**Task requirements**
1. Using the blog post on police shootings, answer these:
(a) Which three items does the opening line of the AP report say can draw deadly police gunfire?
(b) What was the teenager killed last week brandishing?
(c) In which city is Scott Greenwood an attorney, and what role does he hold with the American Civil Liberties Union?
2. Extend the blog post on second-guessing police shootings, starting right after its final quoted sentence.

**Passage shown**
* * * *

Two Score and Three Years Ago Sister Toldjah: Wise Woman of our Time

Second Guessing the Cops

November 19th, 2007 at 05:10am Mark Noonan

We’re at it again:

NEW YORK (AP) — A candy bar, a wallet, even a pair of baggy pants can draw deadly police gunfire.

The killing of a hairbrush-brandishing teenager last week was the latest instance of police shootings in which officers reacted to what they erroneously feared was a weapon. It has revived debate over the use of force, perceptions of threats and police training.

“We have cases like that all over the country where it can be a wallet, a cell phone, a can of Coca-Cola and officers have fired the weapon,” said Scott Greenwood, a Cincinnati attorney who has worked on police use-of-force cases across the country and who is a general counsel for the American Civil Liberties Union.

“It does not necessarily mean it was excessive use of force,” he added. “However, those types of incidents do give rise to greater suspicion on the part of the public about how police use force and they call into question the training departments are using to train officers to perceive and respond to threats.”

* * * *

**Provided data**
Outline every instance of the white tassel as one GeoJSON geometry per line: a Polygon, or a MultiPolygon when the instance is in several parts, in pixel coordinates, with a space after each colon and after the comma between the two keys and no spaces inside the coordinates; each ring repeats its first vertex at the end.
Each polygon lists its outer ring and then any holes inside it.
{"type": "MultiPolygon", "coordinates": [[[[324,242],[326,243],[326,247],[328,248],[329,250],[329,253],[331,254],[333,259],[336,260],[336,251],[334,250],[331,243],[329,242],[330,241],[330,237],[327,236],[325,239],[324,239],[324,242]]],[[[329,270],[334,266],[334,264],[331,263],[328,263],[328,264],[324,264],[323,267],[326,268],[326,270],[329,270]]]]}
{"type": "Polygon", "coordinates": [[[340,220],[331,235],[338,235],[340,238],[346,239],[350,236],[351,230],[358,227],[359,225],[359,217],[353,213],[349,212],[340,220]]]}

* * * *

**Answer list**
1.
(a) A candy bar, a wallet and a pair of baggy pants.
(b) A hairbrush.
(c) Cincinnati; he is a general counsel for the American Civil Liberties Union.

2.
The New York Police Department says the officers who fired 20 shots at 18-year-old Khiel Coppin on Nov. 12 were justified in their use of force. The mentally ill teenager approached officers outside his mother’s home with a black object in his hand - the hairbrush - and repeatedly ignored orders to stop.

The officers were responding to a 911 call in which Coppin could be heard in the background saying he had a gun. But in a second 911 call Coppin’s mother told the operator her son wasn’t armed, and after officers arrived she repeated that to them.

“Why did the police not heed the warnings … that her son was unarmed?” said Paul Wooten, the family’s attorney. “Why was it necessary for the overwhelming use of deadly force? Five police officers, 20 shots, eight hits. Is there no proportionality?”

In the news story, the mental illness the dead man suffers from is not defined. Other news stories I read indicate Coppin was supposed to be taking un-named anti-psychotic drugs, but still no definition that I can discover of his precise mental illness. I have found out that Coppin has a history of run-ins with law enforcement; various robberies and assaults for which he was arrested. This time, say the cops, when they were called - by Coppin’s mother - Coppin was challenging the cops to kill him; while doing this, Coppin brandished an object in his hands which turned out to have been a black hairbrush. It was night time when the incident occured.

So, what we’ve got is a young man with a record of violent crime threatening cops that he has a gun, at night, while brandishing a dark object. Naturally, ACLU types are calling for an investigation. Of what? Presumptively, given that Coppin is black, that he was shot by cops because of racism. We can expect, shortly, that Shaprton and Jackson will get out there and blow some smoke over the issue.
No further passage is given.